Stated problem: Render the items from the line containing "Target: tall palm tree" through the line containing "(1028, 600)" as a two-column CSV with the headers item and coordinates. Each item gets one row with its text and its answer, each in a single quoted field with line breaks replaced by spaces, and the pictures are left out.

Listed records:
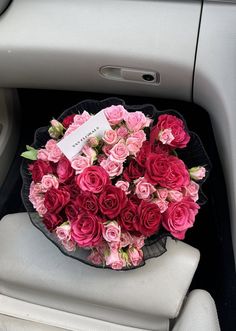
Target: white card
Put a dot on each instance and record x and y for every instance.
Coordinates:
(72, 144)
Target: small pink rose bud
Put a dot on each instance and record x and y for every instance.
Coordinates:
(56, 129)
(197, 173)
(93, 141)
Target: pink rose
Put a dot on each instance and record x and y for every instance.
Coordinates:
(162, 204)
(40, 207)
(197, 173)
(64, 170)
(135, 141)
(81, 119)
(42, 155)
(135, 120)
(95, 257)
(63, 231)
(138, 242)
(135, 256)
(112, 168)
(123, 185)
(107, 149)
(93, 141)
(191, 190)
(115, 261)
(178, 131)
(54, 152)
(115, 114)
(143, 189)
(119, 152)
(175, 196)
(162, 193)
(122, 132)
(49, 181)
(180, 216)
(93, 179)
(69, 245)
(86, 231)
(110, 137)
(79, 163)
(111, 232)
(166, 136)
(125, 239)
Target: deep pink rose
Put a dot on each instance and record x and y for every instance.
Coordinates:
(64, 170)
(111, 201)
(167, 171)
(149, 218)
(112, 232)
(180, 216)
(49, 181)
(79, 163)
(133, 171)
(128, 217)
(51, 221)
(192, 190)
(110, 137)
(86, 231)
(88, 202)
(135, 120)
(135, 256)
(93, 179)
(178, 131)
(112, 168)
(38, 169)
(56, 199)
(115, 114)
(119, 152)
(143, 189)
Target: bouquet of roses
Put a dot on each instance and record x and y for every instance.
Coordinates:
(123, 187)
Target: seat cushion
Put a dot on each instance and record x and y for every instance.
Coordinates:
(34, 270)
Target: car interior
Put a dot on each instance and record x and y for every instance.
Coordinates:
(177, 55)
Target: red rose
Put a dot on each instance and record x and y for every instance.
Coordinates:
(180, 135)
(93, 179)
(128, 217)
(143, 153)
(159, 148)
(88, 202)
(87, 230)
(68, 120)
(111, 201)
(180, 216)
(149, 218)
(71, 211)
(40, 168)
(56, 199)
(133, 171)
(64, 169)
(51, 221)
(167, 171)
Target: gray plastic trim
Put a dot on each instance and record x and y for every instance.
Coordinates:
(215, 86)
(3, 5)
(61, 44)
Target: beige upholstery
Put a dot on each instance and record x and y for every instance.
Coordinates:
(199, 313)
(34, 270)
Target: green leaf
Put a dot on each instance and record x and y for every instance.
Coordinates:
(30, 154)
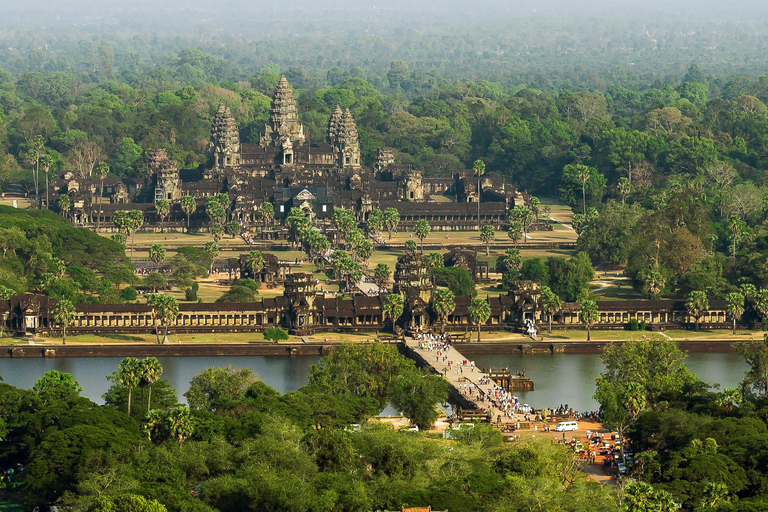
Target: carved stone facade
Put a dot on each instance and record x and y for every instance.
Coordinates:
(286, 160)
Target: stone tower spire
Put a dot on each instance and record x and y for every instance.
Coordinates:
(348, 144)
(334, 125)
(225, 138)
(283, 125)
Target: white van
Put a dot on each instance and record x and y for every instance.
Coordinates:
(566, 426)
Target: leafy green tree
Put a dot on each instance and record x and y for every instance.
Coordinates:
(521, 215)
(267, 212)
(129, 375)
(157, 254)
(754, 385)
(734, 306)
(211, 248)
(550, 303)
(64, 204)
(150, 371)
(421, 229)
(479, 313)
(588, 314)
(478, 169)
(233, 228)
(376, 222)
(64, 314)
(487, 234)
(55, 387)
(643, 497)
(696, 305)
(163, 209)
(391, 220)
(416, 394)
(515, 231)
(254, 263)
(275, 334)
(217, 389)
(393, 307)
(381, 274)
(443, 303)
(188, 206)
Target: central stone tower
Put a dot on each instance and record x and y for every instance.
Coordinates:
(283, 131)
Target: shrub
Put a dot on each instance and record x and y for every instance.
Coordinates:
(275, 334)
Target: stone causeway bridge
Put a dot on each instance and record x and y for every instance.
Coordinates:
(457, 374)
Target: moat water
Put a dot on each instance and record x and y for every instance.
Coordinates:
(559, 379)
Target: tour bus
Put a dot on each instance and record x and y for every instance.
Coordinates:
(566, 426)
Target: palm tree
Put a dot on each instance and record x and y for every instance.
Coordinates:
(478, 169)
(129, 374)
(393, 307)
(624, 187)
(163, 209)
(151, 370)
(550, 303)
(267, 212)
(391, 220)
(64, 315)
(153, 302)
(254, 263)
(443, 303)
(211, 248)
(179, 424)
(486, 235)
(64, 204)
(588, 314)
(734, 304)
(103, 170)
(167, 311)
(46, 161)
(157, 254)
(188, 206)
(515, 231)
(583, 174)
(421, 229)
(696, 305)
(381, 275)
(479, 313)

==

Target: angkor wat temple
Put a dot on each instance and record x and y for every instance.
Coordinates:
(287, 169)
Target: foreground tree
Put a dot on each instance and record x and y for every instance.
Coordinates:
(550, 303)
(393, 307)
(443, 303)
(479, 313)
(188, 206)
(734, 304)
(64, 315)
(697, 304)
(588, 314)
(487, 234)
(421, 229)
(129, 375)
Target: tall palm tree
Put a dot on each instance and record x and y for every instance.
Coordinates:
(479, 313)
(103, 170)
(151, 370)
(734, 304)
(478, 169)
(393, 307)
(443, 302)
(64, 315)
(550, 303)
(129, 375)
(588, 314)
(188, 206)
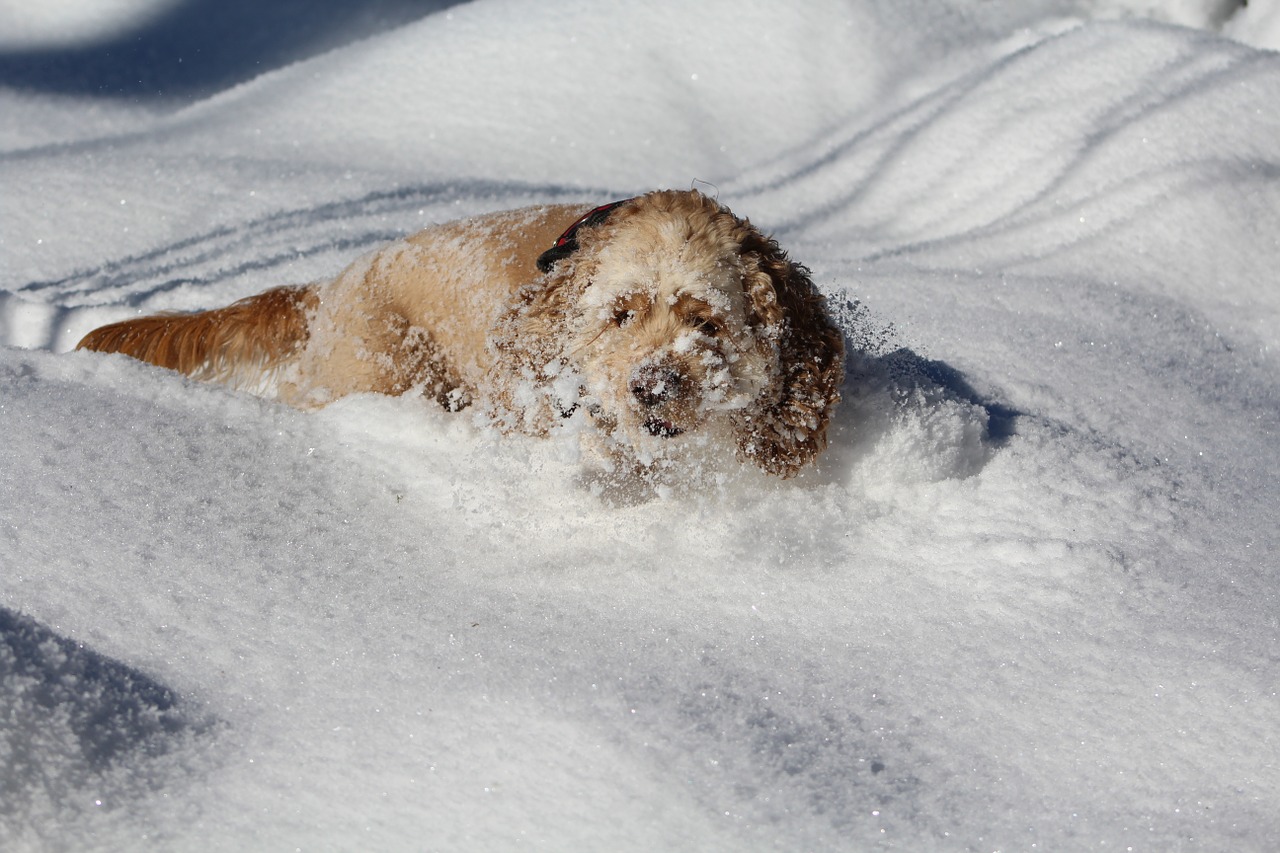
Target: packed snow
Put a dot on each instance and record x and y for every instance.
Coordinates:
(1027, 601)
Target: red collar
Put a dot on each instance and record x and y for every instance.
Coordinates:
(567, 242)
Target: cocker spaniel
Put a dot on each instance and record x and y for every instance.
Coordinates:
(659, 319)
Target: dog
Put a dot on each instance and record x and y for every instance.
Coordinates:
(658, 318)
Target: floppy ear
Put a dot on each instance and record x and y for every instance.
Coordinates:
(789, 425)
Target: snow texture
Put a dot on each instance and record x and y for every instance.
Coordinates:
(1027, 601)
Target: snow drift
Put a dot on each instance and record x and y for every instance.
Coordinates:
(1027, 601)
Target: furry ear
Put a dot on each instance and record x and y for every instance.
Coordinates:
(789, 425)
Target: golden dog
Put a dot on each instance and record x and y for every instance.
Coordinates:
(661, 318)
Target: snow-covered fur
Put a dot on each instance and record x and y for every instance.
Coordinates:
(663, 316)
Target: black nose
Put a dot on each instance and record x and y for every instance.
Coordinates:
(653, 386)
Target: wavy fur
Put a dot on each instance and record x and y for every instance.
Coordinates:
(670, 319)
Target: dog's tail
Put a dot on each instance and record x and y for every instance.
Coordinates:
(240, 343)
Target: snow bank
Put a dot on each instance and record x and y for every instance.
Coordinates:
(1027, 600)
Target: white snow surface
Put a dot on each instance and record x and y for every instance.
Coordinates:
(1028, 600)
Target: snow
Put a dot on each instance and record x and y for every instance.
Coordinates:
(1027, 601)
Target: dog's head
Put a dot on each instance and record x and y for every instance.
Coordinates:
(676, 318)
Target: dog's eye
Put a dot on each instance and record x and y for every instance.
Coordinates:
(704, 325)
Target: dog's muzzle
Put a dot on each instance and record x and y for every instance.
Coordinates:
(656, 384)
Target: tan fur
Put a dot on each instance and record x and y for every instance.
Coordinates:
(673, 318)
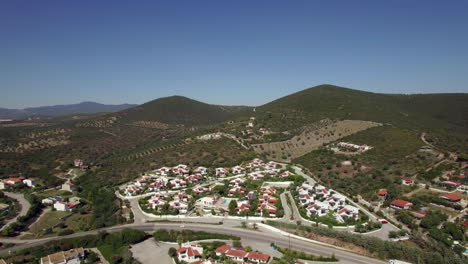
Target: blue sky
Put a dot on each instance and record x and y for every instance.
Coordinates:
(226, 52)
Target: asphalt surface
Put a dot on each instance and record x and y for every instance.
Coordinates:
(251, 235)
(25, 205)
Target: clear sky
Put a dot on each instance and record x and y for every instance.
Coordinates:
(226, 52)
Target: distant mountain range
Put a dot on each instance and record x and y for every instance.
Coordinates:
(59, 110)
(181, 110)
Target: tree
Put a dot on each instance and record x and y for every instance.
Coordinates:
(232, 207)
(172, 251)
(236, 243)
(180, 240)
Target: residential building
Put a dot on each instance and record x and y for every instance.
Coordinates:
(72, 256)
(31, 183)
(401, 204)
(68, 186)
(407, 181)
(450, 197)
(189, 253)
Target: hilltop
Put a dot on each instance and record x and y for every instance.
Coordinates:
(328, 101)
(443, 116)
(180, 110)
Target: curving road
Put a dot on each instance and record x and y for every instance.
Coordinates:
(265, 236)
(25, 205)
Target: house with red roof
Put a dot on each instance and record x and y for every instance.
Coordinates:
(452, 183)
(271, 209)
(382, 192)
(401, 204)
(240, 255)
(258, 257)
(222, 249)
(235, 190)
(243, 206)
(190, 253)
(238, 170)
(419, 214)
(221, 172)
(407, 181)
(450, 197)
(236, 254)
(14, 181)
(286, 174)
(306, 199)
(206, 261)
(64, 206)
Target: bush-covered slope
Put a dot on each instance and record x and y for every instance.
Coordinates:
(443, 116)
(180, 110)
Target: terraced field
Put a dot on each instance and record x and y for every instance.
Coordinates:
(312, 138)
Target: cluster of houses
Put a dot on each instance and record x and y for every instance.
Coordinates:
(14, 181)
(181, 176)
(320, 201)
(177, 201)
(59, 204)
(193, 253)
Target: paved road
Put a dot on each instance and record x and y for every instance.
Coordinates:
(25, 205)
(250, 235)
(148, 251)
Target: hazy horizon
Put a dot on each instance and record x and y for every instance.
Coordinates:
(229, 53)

The result:
item,coordinates
"Target: tall palm tree Put a dot on each instance and record x and y for every instance. Coordinates:","(479, 313) (103, 170) (151, 370) (734, 304) (478, 169) (393, 307) (443, 302) (64, 315) (550, 303) (129, 375) (588, 314) (188, 206)"
"Target: packed snow Put a dot on each instance and record x and y for every instance. Coordinates:","(1027, 601)"
"Target: red collar Put a dot on each instance and record x and y for every instance. Coordinates:","(567, 242)"
"Target: cocker spaniel Put a dot on each instance and record x and y for every instance. Coordinates:","(659, 319)"
"Target: dog Put a dot on each instance and record x and y for every instance. Coordinates:","(658, 318)"
"Target: floppy ear Put a dot on each instance and record x and y for every instance. Coordinates:","(789, 425)"
"Target: snow texture Put a dot on each instance and record x and y for every instance. Coordinates:","(1027, 601)"
"Target: snow drift Put a dot on each instance and record x and y for every instance. Coordinates:","(1027, 601)"
"Target: furry ear Put a dot on each instance and record x and y for every instance. Coordinates:","(789, 425)"
"Target: golden dog Put a dot on each instance and record x and y for every instance. Coordinates:","(661, 318)"
"Target: snow-covered fur Put a dot on each instance and record x and y for every instance. Coordinates:","(663, 316)"
"Target: black nose Put a dot on each instance and record x and y for every instance. Coordinates:","(653, 386)"
"Target: wavy fur Put a dot on each instance and record x and y for every instance. Coordinates:","(670, 319)"
"Target: dog's tail Put a dot on each instance and record x and y for every instance. Coordinates:","(240, 343)"
"Target: snow bank Put a dot on each instance and record x and y for every instance. Coordinates:","(1027, 600)"
"Target: white snow surface Put a dot on each instance and record x and y for every instance. Coordinates:","(1028, 600)"